_Source_
⟨

# We're having a friend over this weekend



## ecchef (Oct 9, 2014)

Typhoon 19W. Cat 4 as of right now...


----------



## Dave Martell (Oct 9, 2014)

I thought that the typhoon past you guys a few days ago, is this another one?


----------



## ecchef (Oct 9, 2014)

Yup. The fun never ends! 
And this is a 3 day weekend too.


----------



## Dave Martell (Oct 9, 2014)

Hunker down at the NCO club I guess?


----------



## ecchef (Oct 9, 2014)

Only if the waitresses stay!


----------



## mc2442 (Oct 9, 2014)

There are worse ways to weather a storm


----------



## SameGuy (Oct 10, 2014)

I was thinking about you when Phanfone clobbered Okinawa. Did you know those who were lost?


----------



## apicius9 (Oct 10, 2014)

Stay safe, with or without waitresses!

Stefan


----------



## JBroida (Oct 10, 2014)

yeah... okinawa is going to get hit hard. I'm in tokyo right now, and you can clearly feel that "just before the typhoon" weather. Thankfully, i'm going north tomorrow, but hope you guys stay safe down there. It looks crazy from what i can see on the news here.

-Jon


----------



## XooMG (Oct 10, 2014)

Taiwan's getting rain from it, but everyone's been getting on their roofs and fanning eastward to drive the storm up to you guys in Japan. Sharing is caring. Stay dry and safe.


----------



## Pcol2000 (Oct 10, 2014)

Stay safe EC. let me know if you need anything.


----------



## ecchef (Oct 10, 2014)

SameGuy said:


> I was thinking about you when Phanfone clobbered Okinawa. Did you know those who were lost?



No. They were Air Force; That's Chefu's neck of the woods.

Guess the Japan MotoGP event is off. I was looking forward to watching that. 
My biggest concern is trying to figure out where the dog is going to poop tomorrow.

Pcol...thanks for support! Same here.


----------



## Dave Martell (Oct 10, 2014)

What do you do with thousands of bored Marines during a storm?


----------



## 99Limited (Oct 10, 2014)

Dave Martell said:


> What do you do with thousands of bored Marines during a storm?



Send them out for a 30km PT exercise. With full pack and gear. :viking:


----------



## ecchef (Oct 11, 2014)

It sucks for them. When it goes to TCCOR 1E those guys are locked down in the barracks. All alcohol sales were cut off last night by 2100.


----------



## ecchef (Oct 15, 2014)

Nicely followed up by a Mag 2 quake today. Better than ebola though!


----------

⟩

_Recorded information_
⟨

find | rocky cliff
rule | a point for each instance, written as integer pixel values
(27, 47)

⟩

_Directive 1_
Answer these questions from the typhoon thread, one per line:
(a) What category was Typhoon 19W in ecchef's first post?
(b) Which city was JBroida in when posting?
(c) By what time had all alcohol sales been cut off?
_Directive 2_
Copy a passage of the typhoon thread word for word. Begin at the words "Guess the Japan" and stop after "support! Same here.".

_Exercise response 1_
(a) Cat 4
(b) Tokyo
(c) 2100

_Exercise response 2_
Guess the Japan MotoGP event is off. I was looking forward to watching that. 
My biggest concern is trying to figure out where the dog is going to poop tomorrow.

Pcol...thanks for support! Same here.